(Beginning of Provided data)

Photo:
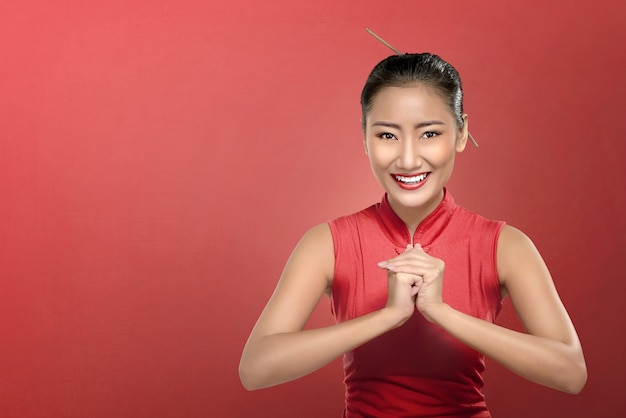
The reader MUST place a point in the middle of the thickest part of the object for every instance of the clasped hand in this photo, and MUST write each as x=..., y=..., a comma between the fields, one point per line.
x=415, y=279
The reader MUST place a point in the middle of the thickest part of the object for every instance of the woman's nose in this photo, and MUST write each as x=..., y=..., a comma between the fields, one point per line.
x=409, y=157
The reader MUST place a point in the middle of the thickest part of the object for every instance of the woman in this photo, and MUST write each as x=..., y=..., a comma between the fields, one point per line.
x=415, y=281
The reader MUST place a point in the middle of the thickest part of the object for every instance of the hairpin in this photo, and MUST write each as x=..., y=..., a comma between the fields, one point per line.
x=388, y=45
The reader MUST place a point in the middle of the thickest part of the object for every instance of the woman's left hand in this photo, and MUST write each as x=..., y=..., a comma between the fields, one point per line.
x=430, y=277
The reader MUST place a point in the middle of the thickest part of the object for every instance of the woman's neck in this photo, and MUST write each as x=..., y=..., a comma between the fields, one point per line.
x=413, y=216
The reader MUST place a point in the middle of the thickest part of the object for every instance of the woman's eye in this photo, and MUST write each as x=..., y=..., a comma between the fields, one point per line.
x=429, y=134
x=386, y=135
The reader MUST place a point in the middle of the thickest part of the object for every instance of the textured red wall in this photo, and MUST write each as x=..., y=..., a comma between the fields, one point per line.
x=159, y=160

(End of Provided data)

What is required> Repeat, exactly and in full, every entry in the data, but not the pictures.

Answer section>
Photo:
The reader MUST place a point in the middle of the thickest part of the object for every instance of the clasped hand in this photo, and MUST write each as x=..., y=..., a comma between the fields, one point per line.
x=415, y=279
The reader MUST place a point in the middle of the thickest part of the object for every instance of the woman's nose in this photo, and MUST write each as x=..., y=..., a comma between the fields, one point per line.
x=409, y=157
The reader MUST place a point in the middle of the thickest part of the object for every instance of the woman in this photo, and MUST write each as x=..., y=..., a comma between the fields, one point per line.
x=415, y=281
The reader MUST place a point in the middle of the thickest part of the object for every instance of the hairpin in this photo, and MUST write each as x=..., y=..., a comma between the fields, one point per line.
x=388, y=45
The reader MUST place a point in the middle of the thickest part of the object for every instance of the woman's left hand in this photo, and MUST write each as x=..., y=..., a comma between the fields, one point per line.
x=430, y=277
The reader MUST place a point in the middle of the thickest part of the object for every instance of the woman's neck in this photo, and MUST write each as x=..., y=..., a comma between the fields, one point per line.
x=413, y=216
The reader MUST place a point in the middle of the thickest part of the object for every instance of the woman's eye in this photo, and MUST write each as x=..., y=..., a comma between the fields, one point per line.
x=429, y=134
x=386, y=135
The reader MUST place a point in the middle of the thickest part of the object for every instance of the textured red wall in this photo, and MUST write each as x=..., y=..., a comma between the fields, one point per line.
x=159, y=160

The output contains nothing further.